--- Information provided ---

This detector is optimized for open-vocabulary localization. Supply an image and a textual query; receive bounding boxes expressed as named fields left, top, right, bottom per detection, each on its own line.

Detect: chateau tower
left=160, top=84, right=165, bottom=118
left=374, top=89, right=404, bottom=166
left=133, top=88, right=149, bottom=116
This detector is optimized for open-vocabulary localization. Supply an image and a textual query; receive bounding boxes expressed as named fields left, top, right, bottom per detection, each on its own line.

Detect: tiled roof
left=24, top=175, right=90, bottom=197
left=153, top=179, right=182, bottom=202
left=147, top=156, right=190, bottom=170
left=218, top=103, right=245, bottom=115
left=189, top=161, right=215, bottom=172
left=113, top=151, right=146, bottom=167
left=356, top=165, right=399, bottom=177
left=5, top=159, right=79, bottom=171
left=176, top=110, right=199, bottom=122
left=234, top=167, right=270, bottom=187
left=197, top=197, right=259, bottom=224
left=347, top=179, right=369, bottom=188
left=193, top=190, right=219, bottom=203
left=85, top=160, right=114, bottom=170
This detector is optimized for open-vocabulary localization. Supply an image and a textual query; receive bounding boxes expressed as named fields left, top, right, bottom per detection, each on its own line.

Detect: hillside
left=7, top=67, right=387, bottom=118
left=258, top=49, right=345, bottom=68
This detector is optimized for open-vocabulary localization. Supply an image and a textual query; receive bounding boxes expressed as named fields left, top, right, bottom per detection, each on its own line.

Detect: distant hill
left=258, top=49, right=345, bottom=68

---

_Goal_.
Convert the lines of the listing, from its first line through the line containing "left=133, top=88, right=149, bottom=116", inclusive, into a JSON list of strings with one string per line, omitting blank lines.

_Written solution_.
[
  "This detector is optimized for open-vocabulary localization. Supply an image and a textual query; receive bounding boxes expressed as named fields left, top, right, bottom per detection, each on its own line.",
  "Detect: chateau tower",
  "left=160, top=84, right=165, bottom=118",
  "left=374, top=89, right=404, bottom=166",
  "left=133, top=88, right=149, bottom=116"
]